→ **SUPPLIED RECORDS**
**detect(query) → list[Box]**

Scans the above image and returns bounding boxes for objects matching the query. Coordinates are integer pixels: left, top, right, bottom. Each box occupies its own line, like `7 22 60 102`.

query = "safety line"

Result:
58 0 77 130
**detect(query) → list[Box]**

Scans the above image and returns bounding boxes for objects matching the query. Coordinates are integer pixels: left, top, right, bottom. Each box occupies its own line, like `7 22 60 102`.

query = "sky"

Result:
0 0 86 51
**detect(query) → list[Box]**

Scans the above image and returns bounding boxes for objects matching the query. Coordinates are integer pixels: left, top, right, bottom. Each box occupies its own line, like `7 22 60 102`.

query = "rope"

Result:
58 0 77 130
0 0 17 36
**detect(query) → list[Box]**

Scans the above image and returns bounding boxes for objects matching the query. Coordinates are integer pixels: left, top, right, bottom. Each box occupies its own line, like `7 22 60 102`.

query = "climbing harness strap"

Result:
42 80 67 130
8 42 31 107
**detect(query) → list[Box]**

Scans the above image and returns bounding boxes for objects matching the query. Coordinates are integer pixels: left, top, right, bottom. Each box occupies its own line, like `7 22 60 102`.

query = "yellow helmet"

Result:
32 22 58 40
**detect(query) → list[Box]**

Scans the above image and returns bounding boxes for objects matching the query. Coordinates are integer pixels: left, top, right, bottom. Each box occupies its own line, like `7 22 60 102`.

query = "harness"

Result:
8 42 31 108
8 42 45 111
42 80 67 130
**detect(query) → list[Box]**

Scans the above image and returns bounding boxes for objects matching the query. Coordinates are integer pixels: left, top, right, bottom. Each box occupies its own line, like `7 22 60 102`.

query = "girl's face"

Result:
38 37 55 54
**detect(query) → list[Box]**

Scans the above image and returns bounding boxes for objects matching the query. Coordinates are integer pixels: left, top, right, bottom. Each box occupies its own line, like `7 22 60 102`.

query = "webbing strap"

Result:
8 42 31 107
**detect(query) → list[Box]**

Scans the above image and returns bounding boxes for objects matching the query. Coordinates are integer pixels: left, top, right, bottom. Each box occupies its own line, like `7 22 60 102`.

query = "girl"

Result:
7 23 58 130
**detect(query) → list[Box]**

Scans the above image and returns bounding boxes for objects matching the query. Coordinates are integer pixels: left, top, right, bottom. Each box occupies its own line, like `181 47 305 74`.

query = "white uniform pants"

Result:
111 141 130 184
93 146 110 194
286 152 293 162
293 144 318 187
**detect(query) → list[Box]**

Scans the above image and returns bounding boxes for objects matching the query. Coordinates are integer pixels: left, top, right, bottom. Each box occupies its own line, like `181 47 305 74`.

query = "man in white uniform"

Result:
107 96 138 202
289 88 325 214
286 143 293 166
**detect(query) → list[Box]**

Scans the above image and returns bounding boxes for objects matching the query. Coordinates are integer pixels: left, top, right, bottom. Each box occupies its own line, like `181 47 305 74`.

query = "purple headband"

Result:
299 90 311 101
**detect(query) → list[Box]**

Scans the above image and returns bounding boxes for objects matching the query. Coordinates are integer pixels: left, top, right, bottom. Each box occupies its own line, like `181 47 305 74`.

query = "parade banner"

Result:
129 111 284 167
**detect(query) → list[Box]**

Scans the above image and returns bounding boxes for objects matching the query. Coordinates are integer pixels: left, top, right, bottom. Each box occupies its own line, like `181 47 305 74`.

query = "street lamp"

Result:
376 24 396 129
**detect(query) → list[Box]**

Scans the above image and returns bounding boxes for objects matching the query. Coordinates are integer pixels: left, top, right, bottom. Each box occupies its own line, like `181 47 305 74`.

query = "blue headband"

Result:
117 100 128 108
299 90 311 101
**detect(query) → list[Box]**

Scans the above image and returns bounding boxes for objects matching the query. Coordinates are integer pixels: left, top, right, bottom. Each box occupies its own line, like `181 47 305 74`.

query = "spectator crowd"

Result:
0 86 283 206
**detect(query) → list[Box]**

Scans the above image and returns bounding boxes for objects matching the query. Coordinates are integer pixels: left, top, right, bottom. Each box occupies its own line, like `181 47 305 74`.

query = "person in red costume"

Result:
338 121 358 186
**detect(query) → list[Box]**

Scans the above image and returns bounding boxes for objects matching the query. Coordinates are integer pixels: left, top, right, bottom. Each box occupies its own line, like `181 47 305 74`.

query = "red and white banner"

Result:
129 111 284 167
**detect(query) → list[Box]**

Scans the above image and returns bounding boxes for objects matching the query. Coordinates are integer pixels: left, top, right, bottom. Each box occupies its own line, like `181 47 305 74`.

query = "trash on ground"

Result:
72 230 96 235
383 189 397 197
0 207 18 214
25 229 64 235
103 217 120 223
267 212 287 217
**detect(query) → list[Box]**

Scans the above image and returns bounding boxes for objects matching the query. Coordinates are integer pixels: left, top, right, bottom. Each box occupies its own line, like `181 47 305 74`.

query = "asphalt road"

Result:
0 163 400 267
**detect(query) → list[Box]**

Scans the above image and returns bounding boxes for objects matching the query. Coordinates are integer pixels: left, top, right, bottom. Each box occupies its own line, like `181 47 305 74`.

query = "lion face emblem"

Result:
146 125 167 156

→ **TASK DETAILS**
Output the listing above without altering a single character.

→ **RESPONSE TO THIS EXERCISE**
**detect(query) → list[Box]**

Scans the above image and returns bounding boxes for objects matching the query. Coordinates are integer pixels: left, top, right, bottom. Each box occupies its own line, like `7 22 60 102`.

query = "safety line"

Result:
58 0 77 130
**detect(query) → list[Box]**

Scans the above image and returns bounding boxes for objects matching the query. Coordinates are integer pixels: left, top, right, bottom. Each box occupies its own line, like `7 22 60 102`.

query = "sky"

Result:
0 0 86 51
**detect(query) → list[Box]**

Scans the above image and returns bounding boxes for objects matching the query. Coordinates are integer pixels: left, top, right, bottom. Each box occupies its own line, like `7 22 60 102`.

query = "rope"

Result:
58 0 77 130
0 0 17 36
**detect(query) → list[Box]**

Scans the above image and returns bounding boxes for objects matching the query. Coordinates are integer pixels: left, top, right, bottom. Each box occupies its own line, like `7 22 60 102`.

query = "climbing harness strap"

Result:
42 80 67 130
8 42 31 107
**detect(query) → list[Box]**

Scans the above image and returns bounding boxes for objects matching the query. Coordinates are integer pixels: left, top, right, bottom. Each box occupies its own line, like `7 22 60 102`.

query = "yellow helmet"

Result:
32 22 58 40
**detect(query) → list[Box]**

Scans the above image and returns bounding boxes for objects matching the query. Coordinates are integer pixels: left, top, right, bottom. Each box occupies its own line, like `7 22 60 102`.

query = "harness"

Result:
8 42 31 108
8 42 45 111
42 80 67 130
**detect(query) → list[Box]**

Scans the above image and returns bounding boxes for objects matching the query. Coordinates are integer pixels: left, top, right, bottom. Each box occupies its own line, like `7 22 60 102`.

query = "girl's face"

Result:
38 37 55 54
**detect(query) → list[Box]**

Scans the above image and returns bounding boxes for objects matching the query. Coordinates are integer pixels: left, top, right, bottom. Each box occupies its own line, like `7 22 60 102`.

query = "webbing strap"

Result:
8 42 31 107
**detect(query) → list[Box]**

Scans the above image and returns bounding boxes for objects matching the query. Coordinates are integer pixels: left, top, right, bottom. Each box occupies its own line, like `7 22 60 102`.

query = "girl"

Result:
7 23 58 130
**detect(query) → list[Box]**

Scans the above image and returns bounding boxes for objects matching the query. Coordinates are integer pixels: left, top, right, bottom. Each box occupies its own line, like `181 47 305 74`.

query = "white uniform pants"

Result:
111 141 130 184
93 146 110 194
286 152 293 162
293 144 318 187
**detect(query) → list[Box]**

Scans the above image and returns bounding boxes for objects matching the query. Coordinates are integer pixels: left, top, right, bottom. Each box occupies its own line, like `181 47 305 74`.

query = "man in white uniform"

Result:
107 96 138 202
289 88 325 214
286 143 293 166
**detect(query) → list[Box]**

Scans the above image and returns bounding boxes for objects matching the query. Coordinates are integer pixels: left, top, right, bottom. Each box occupies its own line, like `181 47 305 74`.

query = "purple headband"

Result:
299 90 311 101
**detect(query) → list[Box]**

Scans the above image and returns bounding boxes for objects matching the query. Coordinates are integer pixels: left, top, right, bottom. Each box occupies its own line, like `181 47 305 74`.

query = "parade banner"

Result:
129 111 284 167
**detect(query) → list[Box]**

Scans the above image and returns bounding boxes for objects matching the query. Coordinates are integer pixels: left, top, right, bottom. Each box occupies its own line, like `181 47 305 74`.

query = "street lamp"

Result:
376 24 396 129
**detect(query) → list[Box]**

Scans the above image and returns bounding boxes for objects matching the query. Coordinates are integer pixels: left, top, right, bottom. Each box occupies its own line, like `181 47 305 74`.

query = "blue headband"

Result:
117 100 128 108
299 90 311 101
**detect(query) → list[Box]**

Scans the above image and returns bounding boxes for objects matching the query. Coordinates are integer pixels: left, top, right, bottom. Each box occupies its own line, like `181 47 305 74`.

query = "spectator crowd"

Result:
0 86 283 206
**detect(query) → list[Box]**

Scans the above image and returns bounding boxes for objects matching the query. Coordinates are integer pixels: left, top, right, bottom. Each box occupies its own line, like `181 47 305 74`.

query = "person in red costume"

Result:
338 121 358 186
**detect(query) → list[Box]**

Scans the above image and returns bounding boxes for objects matching the query. Coordinates are integer pixels: left, top, right, bottom. Each box occupies its own line, like `181 47 305 74`.

query = "red and white banner"

Result:
129 111 284 167
**detect(query) → list[Box]**

Scans the above image and returns bounding boxes for objects matching the query. Coordinates are integer pixels: left, top, right, bottom. Each box occupies its own line, like `181 47 305 74`.

query = "trash on ground"

Result:
72 230 96 235
383 189 397 197
0 207 18 214
25 229 64 235
103 217 120 223
267 212 287 217
**detect(query) → list[Box]**

Scans the above image and returns bounding boxes for objects matching the query. Coordinates are integer pixels: left, top, right, bottom. Each box occupies its own line, like `181 47 305 74`.

query = "asphalt road"

Result:
0 163 400 267
**detect(query) → list[Box]**

Scans the above image and returns bounding boxes for objects matching the query. Coordinates are integer pixels: left, top, right, bottom. Each box occupies its own line, like `181 47 305 74`.

query = "lion face emblem"

Result:
146 125 167 156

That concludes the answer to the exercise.